* [Text excerpt]:
────────────────

The Bank of Mom and Dad is the Right Way to Transfer Wealth

The New York Times has a popular story now about parents continuing to subsidize their twenty-something and even thirty-something children. They cite a University of Michigan study by Bob Schoeni that found that 25 and 26 year olds get from their parents an average annual gift of $2,300. This is often in the form of payment for particular things, like cell phone bills, or childcare, or insurance, rather than a general cash subsidy.

Some lament this trend as exacerbating young peoples' "failure to launch." I think it is a good thing. Economists have been wondering for years how the Baby Boom's massive accumulation of wealth will get transferred to the next generation – or taxed, or just spent. Investing in your children so that they can begin adult life seems to me an excellent, nuanced way for this transfer to begin. People are at their most thoughtful in investing in, and for, their own families. I would trust parents to calibrate their support correctly much more than I would count on the government or the market to do so.

I now sit in a house made possible with a down payment loan from my parents, to whom we are all daily grateful. I have already begun to calculate how we can save for the junior Gruntleds once their massive tuition payments end. I see down payments on my hypothetical grandchildren's childhood homes in the dim distance. And that is a good next thing to save for.

────────────────

* [Extracted records]:
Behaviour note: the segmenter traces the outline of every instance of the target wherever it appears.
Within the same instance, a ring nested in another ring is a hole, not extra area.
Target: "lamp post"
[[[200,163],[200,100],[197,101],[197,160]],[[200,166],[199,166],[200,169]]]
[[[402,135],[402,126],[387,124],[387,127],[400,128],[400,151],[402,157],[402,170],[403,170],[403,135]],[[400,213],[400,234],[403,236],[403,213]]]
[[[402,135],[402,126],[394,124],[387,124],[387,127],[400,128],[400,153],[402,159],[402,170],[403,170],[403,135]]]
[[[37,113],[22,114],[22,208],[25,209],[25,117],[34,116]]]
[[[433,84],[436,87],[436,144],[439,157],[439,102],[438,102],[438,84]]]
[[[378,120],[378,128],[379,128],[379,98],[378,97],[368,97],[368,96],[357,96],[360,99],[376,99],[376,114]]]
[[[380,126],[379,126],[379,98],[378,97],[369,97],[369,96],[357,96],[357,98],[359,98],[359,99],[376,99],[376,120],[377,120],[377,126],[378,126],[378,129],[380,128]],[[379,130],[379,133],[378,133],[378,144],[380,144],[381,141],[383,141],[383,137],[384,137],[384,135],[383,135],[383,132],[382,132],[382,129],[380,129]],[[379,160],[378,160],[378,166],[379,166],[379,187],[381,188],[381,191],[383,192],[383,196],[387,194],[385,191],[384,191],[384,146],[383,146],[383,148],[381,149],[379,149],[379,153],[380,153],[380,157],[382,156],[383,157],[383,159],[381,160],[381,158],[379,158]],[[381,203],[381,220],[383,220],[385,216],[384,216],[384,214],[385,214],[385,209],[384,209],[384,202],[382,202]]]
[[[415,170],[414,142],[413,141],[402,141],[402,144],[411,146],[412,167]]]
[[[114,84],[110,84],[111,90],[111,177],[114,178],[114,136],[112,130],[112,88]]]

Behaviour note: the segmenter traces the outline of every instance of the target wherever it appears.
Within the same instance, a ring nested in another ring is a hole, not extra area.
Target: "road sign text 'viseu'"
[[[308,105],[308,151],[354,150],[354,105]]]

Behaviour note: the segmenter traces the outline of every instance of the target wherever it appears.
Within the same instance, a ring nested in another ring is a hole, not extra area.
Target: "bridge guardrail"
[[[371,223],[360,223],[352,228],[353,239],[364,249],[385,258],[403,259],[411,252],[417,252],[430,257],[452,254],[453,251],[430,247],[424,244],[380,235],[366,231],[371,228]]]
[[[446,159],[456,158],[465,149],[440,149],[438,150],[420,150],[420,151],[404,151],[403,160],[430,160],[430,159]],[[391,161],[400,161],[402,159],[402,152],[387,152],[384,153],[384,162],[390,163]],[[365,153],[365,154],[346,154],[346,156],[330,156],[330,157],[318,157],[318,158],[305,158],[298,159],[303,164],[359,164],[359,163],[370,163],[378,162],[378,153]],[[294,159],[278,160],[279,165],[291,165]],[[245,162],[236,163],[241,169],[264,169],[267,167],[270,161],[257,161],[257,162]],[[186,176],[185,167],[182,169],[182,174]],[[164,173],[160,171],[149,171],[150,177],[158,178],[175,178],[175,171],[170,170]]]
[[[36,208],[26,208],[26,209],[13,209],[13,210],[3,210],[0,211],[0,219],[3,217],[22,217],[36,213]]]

────────────────

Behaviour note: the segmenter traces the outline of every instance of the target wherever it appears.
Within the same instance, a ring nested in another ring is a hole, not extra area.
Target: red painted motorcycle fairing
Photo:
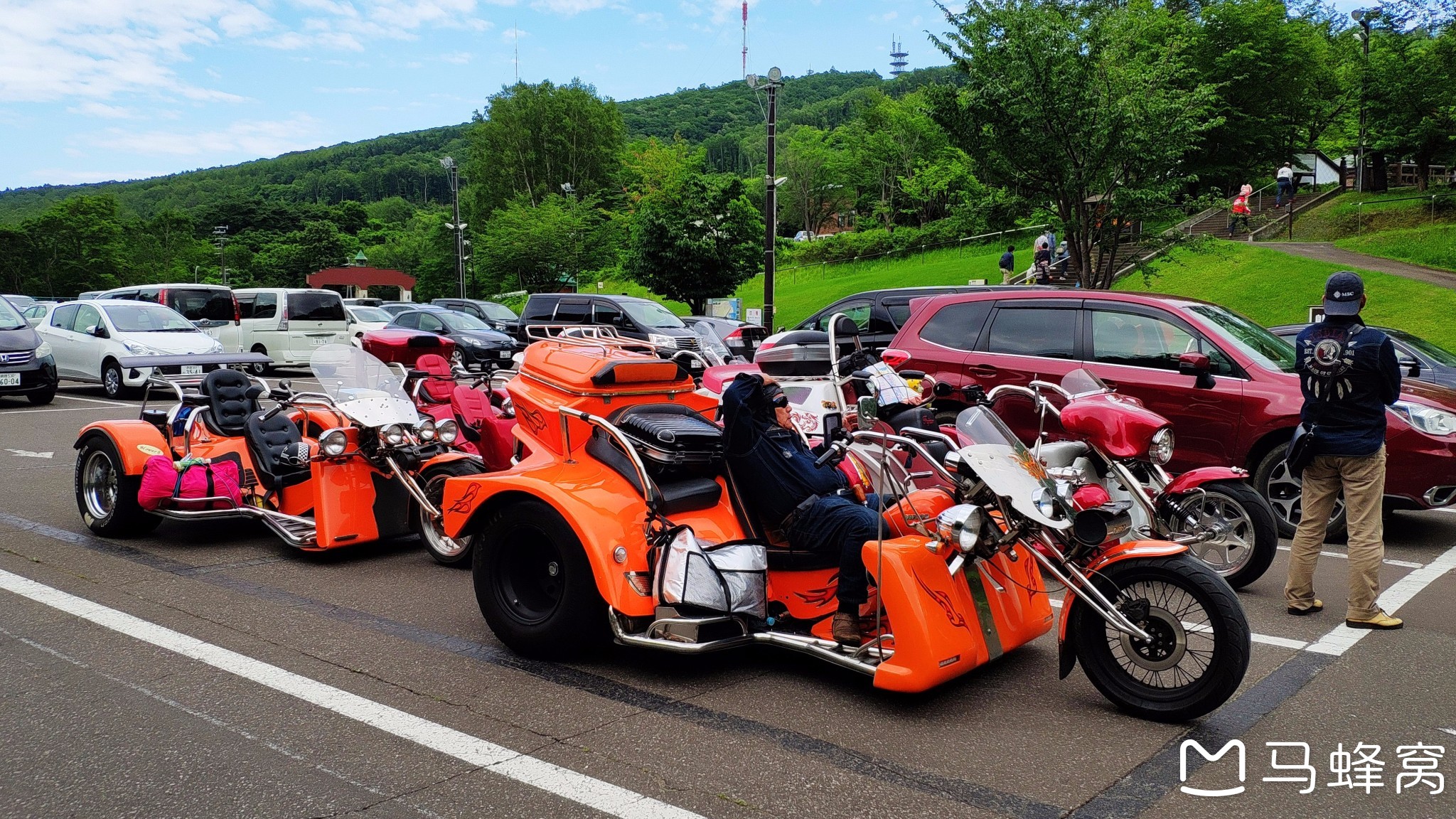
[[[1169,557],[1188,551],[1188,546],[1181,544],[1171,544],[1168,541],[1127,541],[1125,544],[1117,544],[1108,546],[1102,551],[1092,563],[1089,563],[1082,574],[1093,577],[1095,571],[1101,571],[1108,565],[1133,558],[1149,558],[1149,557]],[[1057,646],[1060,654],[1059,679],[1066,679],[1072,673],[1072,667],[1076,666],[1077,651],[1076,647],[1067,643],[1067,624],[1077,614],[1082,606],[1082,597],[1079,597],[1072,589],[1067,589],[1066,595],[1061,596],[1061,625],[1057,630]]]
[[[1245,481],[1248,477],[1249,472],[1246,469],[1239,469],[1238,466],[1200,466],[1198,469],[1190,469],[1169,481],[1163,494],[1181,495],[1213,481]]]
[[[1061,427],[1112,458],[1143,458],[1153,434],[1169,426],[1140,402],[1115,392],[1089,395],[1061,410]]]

────────────────

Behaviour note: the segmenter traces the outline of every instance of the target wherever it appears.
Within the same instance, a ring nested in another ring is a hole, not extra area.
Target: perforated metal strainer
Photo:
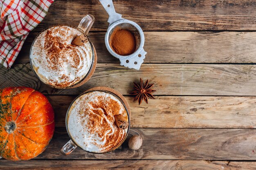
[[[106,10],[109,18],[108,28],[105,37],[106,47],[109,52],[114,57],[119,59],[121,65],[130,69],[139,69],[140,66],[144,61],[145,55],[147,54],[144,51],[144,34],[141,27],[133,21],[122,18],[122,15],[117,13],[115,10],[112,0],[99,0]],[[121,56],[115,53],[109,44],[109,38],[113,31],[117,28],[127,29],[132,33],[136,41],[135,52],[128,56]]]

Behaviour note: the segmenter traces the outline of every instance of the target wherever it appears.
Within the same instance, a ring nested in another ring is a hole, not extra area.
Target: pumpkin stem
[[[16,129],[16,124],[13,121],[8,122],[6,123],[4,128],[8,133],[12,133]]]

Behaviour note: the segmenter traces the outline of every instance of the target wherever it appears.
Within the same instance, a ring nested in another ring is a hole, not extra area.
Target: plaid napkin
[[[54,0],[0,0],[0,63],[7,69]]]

────────────────

* [Problems and tasks]:
1 – Decide whether each statement agrees with the post about parents supporting adult children, answering yes or no and quoting the deciding words: (a) The study found that 25 and 26 year olds receive an average annual gift of $2,300 from their parents. (b) The support usually comes as a general cash subsidy. (c) The writer trusts the government more than parents to calibrate support.
2 – According to the post about parents supporting adult children, what made the writer's house possible?
The listing is separate material and has no connection to the post about parents supporting adult children.

* [In response]:
1 –
(a) Yes: "25 and 26 year olds get from their parents an average annual gift of $2,300."
(b) No: "This is often in the form of payment for particular things, like cell phone bills, or childcare, or insurance, rather than a general cash subsidy."
(c) No: "I would trust parents to calibrate their support correctly much more than I would count on the government or the market to do so."

2 – A down payment loan from the writer's parents.